● Given task: Carry on the forum thread about mushrooms sprouting in potting soil from the point where it stops.

● Source:

☆ ☆ ☆ ☆ ☆ ☆ ☆

# ????? mushrooms



## kenv (Jun 14, 2021)

Their coming up in my soil ?   (in buckets)


----------



## ROSTERMAN (Jun 14, 2021)

Are you running organics , and how much are you watering
Organic growth in soil is a good thing most times.


----------



## ROSTERMAN (Jun 14, 2021)

Mushrooms Growing Around My Cannabis Plants: Good or Bad?
					

If you find mushrooms growing around your cannabis plants, you might wonder whether this is a good or bad sign. Here's all you need to know.




					wayofleaf.com


----------



## kenv (Jun 14, 2021)

Thanks , yes I panicked .  Yes i'm using organics , so it says on the bag ... Thanks again


----------



## ROSTERMAN (Jun 14, 2021)

WELCOME KENV


----------



## leafminer (Jun 14, 2021)

Two crops in one, don't complain!


----------



## WeedHopper (Jun 14, 2021)

Yeah no shit. Wish the were Shrooms A?


----------



## bigsur51 (Jun 14, 2021)

just send me some of them mushrooms and I’ll test them for you


----------



## kenv (Jun 14, 2021)

bigsur51 said:


> just send me some of them mushrooms and I’ll test them for you


I'll be glad to. Just send me your SS number ,birth date , name and address , oh , and credit card number .


----------



## WeedHopper (Jun 14, 2021)

☆ ☆ ☆ ☆ ☆ ☆ ☆

● Dataset extract:
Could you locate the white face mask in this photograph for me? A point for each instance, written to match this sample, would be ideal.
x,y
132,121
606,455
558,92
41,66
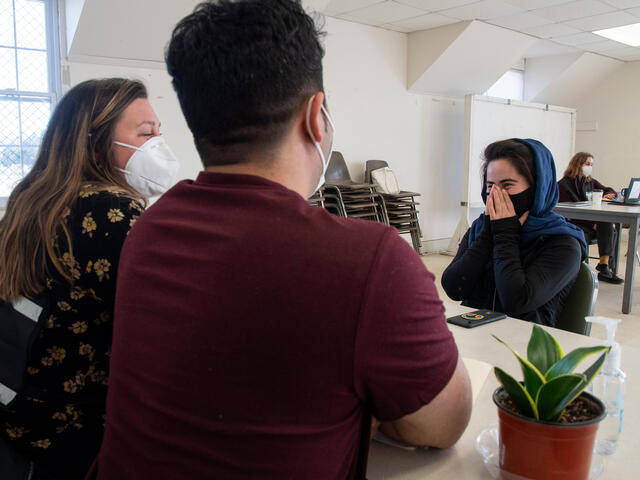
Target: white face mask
x,y
323,159
152,168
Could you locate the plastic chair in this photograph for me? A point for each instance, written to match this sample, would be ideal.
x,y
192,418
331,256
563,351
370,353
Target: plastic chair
x,y
401,207
580,302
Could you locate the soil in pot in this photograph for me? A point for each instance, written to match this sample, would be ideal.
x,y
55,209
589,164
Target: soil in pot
x,y
532,449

☆ ☆ ☆ ☆ ☆ ☆ ☆

● Response:
Here is mine. BR 549 Weedhopper Texas


----------



## bigsur51 (Jun 14, 2021)

kenv said:


> I'll be glad to. Just send me your SS number ,birth date , name and address , oh , and credit card number .




you must be from Nigeria no?


----------



## kenv (Jun 14, 2021)

bigsur51 said:


> you must be from Nigeria no?


Pretty close , New Yorkistan


----------



## bigsur51 (Jun 14, 2021)

kenv said:


> Pretty close , New Yorkistan



i love their New Yorkistan Sour Diesel!

Go to any good pizza stores up there? New Yorkistan pizza is da bomb


----------



## kenv (Jun 14, 2021)

bigsur51 said:


> i love their New Yorkistan Sour Diesel!
> 
> Go to any good pizza stores up there? New Yorkistan pizza is da bomb


I've been making pizza for 50 yrs. but I've never been to NYC and hope I never have to.   I'm 180mi. north of the city in the Catskill mountains .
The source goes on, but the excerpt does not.